■ Recorded information ■
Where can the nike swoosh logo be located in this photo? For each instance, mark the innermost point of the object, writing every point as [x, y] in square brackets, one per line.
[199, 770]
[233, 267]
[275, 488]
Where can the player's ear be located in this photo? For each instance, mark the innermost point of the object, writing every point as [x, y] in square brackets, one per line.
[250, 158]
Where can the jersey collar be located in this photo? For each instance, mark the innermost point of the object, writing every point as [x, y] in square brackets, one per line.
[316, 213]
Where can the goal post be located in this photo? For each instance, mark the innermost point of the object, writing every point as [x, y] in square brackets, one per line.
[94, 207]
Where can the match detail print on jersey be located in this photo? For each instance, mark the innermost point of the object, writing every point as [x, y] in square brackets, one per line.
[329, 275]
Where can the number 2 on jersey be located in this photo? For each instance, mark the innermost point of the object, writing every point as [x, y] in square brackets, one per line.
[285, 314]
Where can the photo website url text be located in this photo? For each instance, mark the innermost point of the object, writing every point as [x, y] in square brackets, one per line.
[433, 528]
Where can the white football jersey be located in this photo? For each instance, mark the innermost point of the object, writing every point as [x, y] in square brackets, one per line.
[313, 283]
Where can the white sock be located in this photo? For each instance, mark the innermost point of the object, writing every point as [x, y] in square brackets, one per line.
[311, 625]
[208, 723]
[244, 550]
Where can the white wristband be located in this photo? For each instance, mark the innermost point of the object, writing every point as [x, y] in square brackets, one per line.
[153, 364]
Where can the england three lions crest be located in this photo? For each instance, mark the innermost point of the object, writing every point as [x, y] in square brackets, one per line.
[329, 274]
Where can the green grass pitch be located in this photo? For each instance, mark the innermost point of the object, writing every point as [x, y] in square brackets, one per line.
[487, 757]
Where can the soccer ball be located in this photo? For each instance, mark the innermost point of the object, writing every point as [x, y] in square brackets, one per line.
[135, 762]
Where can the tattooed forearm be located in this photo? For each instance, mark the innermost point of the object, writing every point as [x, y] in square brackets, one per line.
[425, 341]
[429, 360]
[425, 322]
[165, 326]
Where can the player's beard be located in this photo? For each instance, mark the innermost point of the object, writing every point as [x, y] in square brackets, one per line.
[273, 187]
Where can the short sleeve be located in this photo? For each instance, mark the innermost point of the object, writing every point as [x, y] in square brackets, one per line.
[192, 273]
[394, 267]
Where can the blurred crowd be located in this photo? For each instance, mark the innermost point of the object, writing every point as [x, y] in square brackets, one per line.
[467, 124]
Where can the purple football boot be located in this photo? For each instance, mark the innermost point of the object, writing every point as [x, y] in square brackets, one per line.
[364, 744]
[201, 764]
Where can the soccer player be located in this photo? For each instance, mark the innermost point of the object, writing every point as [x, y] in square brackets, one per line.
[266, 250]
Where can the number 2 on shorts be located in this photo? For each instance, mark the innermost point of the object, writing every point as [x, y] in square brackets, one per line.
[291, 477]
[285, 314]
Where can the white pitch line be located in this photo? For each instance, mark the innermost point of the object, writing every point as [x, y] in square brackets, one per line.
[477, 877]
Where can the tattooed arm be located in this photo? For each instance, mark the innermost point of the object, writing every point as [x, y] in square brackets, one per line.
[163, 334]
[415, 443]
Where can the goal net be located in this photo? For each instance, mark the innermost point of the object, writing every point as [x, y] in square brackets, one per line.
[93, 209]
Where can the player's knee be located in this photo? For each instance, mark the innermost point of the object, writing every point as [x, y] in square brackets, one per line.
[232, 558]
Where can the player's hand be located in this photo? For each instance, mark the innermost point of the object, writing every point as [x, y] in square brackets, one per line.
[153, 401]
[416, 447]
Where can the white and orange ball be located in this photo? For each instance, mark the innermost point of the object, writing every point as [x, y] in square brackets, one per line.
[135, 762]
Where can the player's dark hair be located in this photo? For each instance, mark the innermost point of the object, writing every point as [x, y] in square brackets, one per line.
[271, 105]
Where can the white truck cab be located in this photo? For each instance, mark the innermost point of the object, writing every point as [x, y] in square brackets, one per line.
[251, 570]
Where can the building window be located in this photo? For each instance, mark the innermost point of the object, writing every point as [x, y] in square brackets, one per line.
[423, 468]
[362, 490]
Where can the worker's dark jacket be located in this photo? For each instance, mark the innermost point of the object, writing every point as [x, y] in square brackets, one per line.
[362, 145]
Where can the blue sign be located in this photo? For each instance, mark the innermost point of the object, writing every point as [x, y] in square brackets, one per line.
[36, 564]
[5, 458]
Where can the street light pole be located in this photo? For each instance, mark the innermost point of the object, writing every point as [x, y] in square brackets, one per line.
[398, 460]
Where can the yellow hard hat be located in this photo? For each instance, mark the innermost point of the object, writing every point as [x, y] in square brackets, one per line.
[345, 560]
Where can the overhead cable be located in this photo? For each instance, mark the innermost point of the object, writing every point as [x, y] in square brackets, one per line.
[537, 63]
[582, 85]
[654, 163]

■ Requirement ■
Please copy the items above word for word, including every line of each one.

■ Right answer ■
Where can the nike swoosh logo be located in this photo? For each instance, mark the innermost point of the object, writing every point as [x, y] in square brackets, one per line.
[199, 770]
[233, 267]
[275, 488]
Where can the player's ear be located in this photo? For each instance, mark the innermost point of the object, writing every point as [x, y] in square brackets, one per line.
[250, 158]
Where can the jersey collar be located in this photo? For each instance, mark the innermost point of the object, writing every point as [x, y] in square brackets, one per line.
[316, 213]
Where can the goal post be located in this photo? For each instance, mark the innermost point of the object, writing every point as [x, y] in square brackets, one per line.
[94, 207]
Where can the match detail print on jersey be located in this photo? For each instance, mark the innermost point of the object, writing every point as [x, y] in square brackets, one per line.
[329, 275]
Where can the number 2 on jersey be located in this photo? For each instance, mark the innermost point of the object, writing every point as [x, y] in square brackets, one per line.
[285, 314]
Where can the photo website url text be located in this photo? For each instance, mark the innermost point of the object, writing every point as [x, y] in square brackets, one per line.
[433, 528]
Where can the white football jersey be located in this photo? For each instance, mark the innermost point of the object, writing every point as [x, y] in square brackets, one per line.
[313, 283]
Where can the white sock be located in this photo? For each instance, mark the innermost point of the object, writing every point as [x, y] in square brackets, one per line.
[311, 625]
[208, 723]
[244, 550]
Where can the white wristband be located in this photo? For each instance, mark the innermost point of the object, writing every point as [x, y] in square brackets, one per line.
[153, 364]
Where can the england three lions crest be located in this photo? For each instance, mark the innermost point of the object, writing every point as [x, y] in square brackets, one per line.
[329, 274]
Where can the green grass pitch be located in this photo? For each instance, mark the innermost point of the object, writing every point as [x, y] in square brackets, one per line.
[487, 757]
Where can the soccer ball be located in this photo? For each instance, mark the innermost point of the object, writing every point as [x, y] in square brackets, one per line.
[135, 762]
Where can the tattooed forearm be located in this photo? For each instance, mark the innermost point of the object, writing every point as [x, y] in square brackets, one per line.
[425, 341]
[429, 360]
[425, 322]
[165, 326]
Where can the player's beard be located in this photo? For each instance, mark the innermost point of the object, writing every point as [x, y] in square brackets, one per line.
[273, 187]
Where can the short sleeve be located in this photo? For each instance, mark the innermost point of the object, writing every point as [x, y] in square brackets, one per line.
[192, 273]
[394, 267]
Where can the blurred crowd be located in this photo? For each instance, mark the innermost point of the object, writing every point as [x, y] in square brackets, one per line.
[467, 124]
Where can the purple football boot be located in this photo? For each instance, mark the innermost point of the object, writing every point as [x, y] in square brackets, one per line.
[364, 744]
[201, 764]
Where can the soccer player be located in this photo? For each instance, mark the innermost point of the object, writing every point as [x, y] in square brackets, one per line.
[266, 250]
Where can the number 2 on shorts be located in this photo? For each instance, mark the innermost point of the object, writing every point as [x, y] in square brackets, one per line.
[291, 477]
[285, 314]
Where can the white pitch line be located in this photo? For each instance, mark the innermost point of the object, writing every point as [x, y] in square brackets, one per line.
[477, 877]
Where can the tattooed arm be located in this photo? For each instance, mark the innermost point of the object, writing every point as [x, y] in square brackets, one per line.
[163, 334]
[415, 443]
Where can the goal net be located in this photo? For each instance, mark the innermost point of the object, writing every point as [x, y] in square brackets, one per line.
[93, 209]
Where can the player's knee be located in this photo? For each instance, mark the innermost point of the object, writing every point as [x, y] in square brackets, one per line.
[232, 558]
Where can the player's hand be located in this photo? For each instance, mark the innermost point of the object, writing every point as [x, y] in square brackets, one per line.
[153, 401]
[416, 447]
Where can the white and orange ball be located in this photo? For each instance, mark the innermost point of the object, writing every point as [x, y] in square brackets, one per line.
[135, 762]
Where can the player's dark hair be located in this photo? For each instance, mark the innermost point of the object, writing every point as [x, y] in square brackets, one per line.
[271, 105]
Where can the white truck cab be located in this photo? For each instance, mark the innermost point of the object, writing every point as [x, y] in square brackets, one per line.
[251, 570]
Where can the building window be located in this photo? For each instance, mark the innermost point of the object, writing every point as [x, y] in square brackets, one per line.
[423, 468]
[362, 490]
Where can the worker's dark jacket be located in this photo? For each instance, mark the innermost point of the object, writing every point as [x, y] in square brackets, one per line.
[362, 145]
Where can the blue sign be located in this photo? For each instance, mark the innermost point of the object, writing every point as [x, y] in square brackets, one per line.
[36, 564]
[5, 458]
Where can the street light pole be located in this photo? For each instance, mark the innermost point of the object, writing every point as [x, y] in square brackets, one per line.
[398, 460]
Where can the yellow hard hat be located in this photo? For each instance, mark the innermost point of the object, writing every point as [x, y] in square brackets, one per line.
[345, 560]
Where can the overhead cable be located in this photo? For each instance, mark the innermost point of the object, writing every point as [x, y] in square brackets, one per line.
[537, 63]
[582, 85]
[654, 163]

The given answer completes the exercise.